* [Énoncé 1]
Transcrivez le passage du texte ci-dessous sur l'or à brunir, de « CXXXIX.Quel or et » jusqu'à « comme toile d’araignée. ».
* [Énoncé 2]
D'après le texte ci-dessous sur l'or à brunir, quelle finesse doit avoir l'or destiné aux frises et ornements faits au mordant ?

* [Texte retenu]
++++

CXXXIX.Quel or et de quelle grosseur il le faut pour brunir et appliquer sur mordants.

Sache que l’or que l’on emploie sur panneau devrait ne fournir pour un ducat que cent feuilles, tandis que l’on en tire cent quarante-cinq[1]. Cependant l’or sur les parties plates doit être plus fort. Aie soin, quand tu veux connaître l’or que tu achètes, de le prendre chez de bons batteurs d’or et de le regarder ; s’il est ondulé et triste comme serait une feuille de parchemin, tiens-le pour bon. Sur les corniches et les feuillages, on peut se servir d’or plus léger. Pour les frises et ornements faits au mordant, il doit être très-fin comme toile d’araignée.

++++

* [Informations affichées]

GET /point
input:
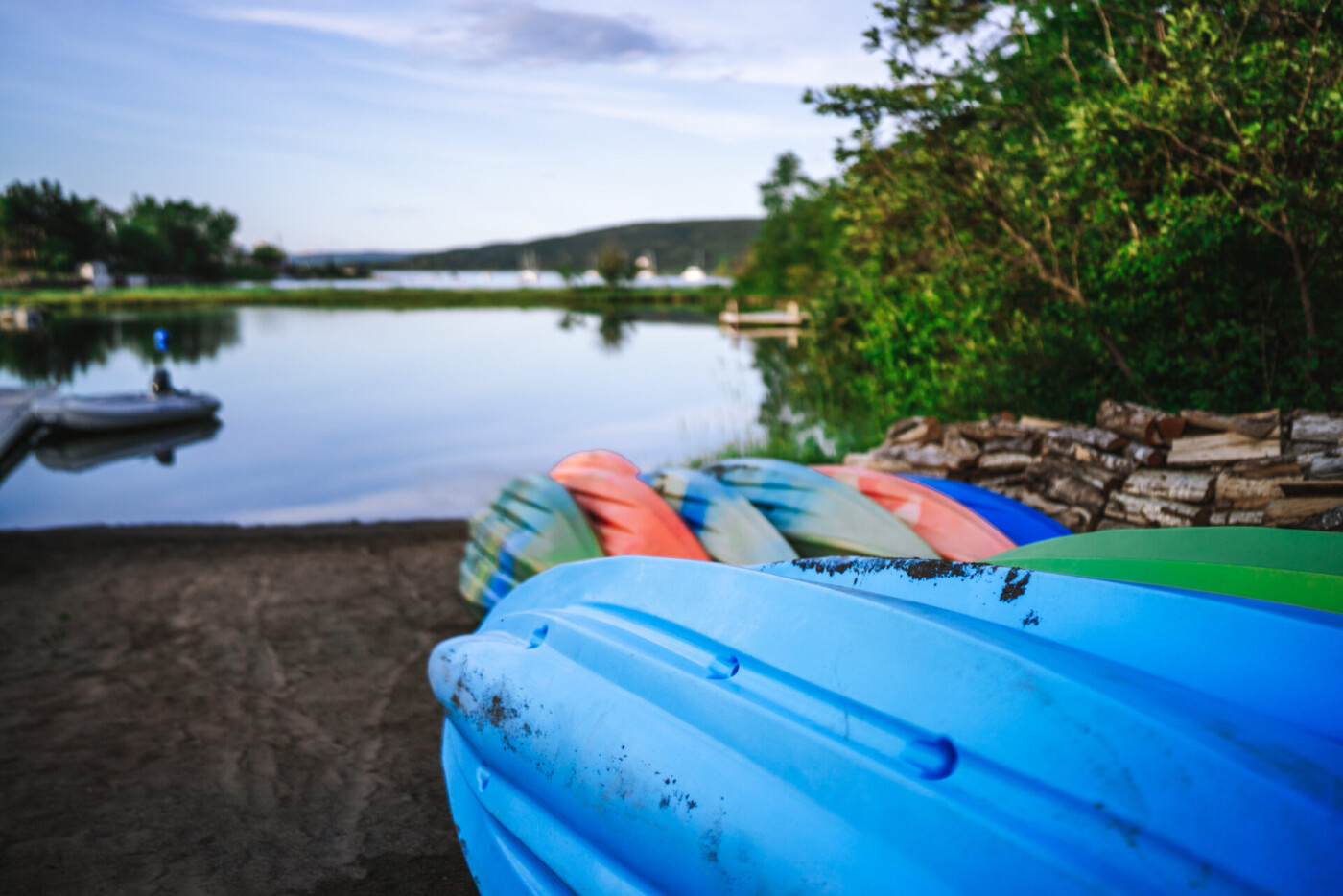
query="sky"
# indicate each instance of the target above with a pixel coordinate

++++

* [Solution complète 1]
CXXXIX.Quel or et de quelle grosseur il le faut pour brunir et appliquer sur mordants.

Sache que l’or que l’on emploie sur panneau devrait ne fournir pour un ducat que cent feuilles, tandis que l’on en tire cent quarante-cinq[1]. Cependant l’or sur les parties plates doit être plus fort. Aie soin, quand tu veux connaître l’or que tu achètes, de le prendre chez de bons batteurs d’or et de le regarder ; s’il est ondulé et triste comme serait une feuille de parchemin, tiens-le pour bon. Sur les corniches et les feuillages, on peut se servir d’or plus léger. Pour les frises et ornements faits au mordant, il doit être très-fin comme toile d’araignée.

* [Solution complète 2]
Il doit être très fin, comme une toile d'araignée.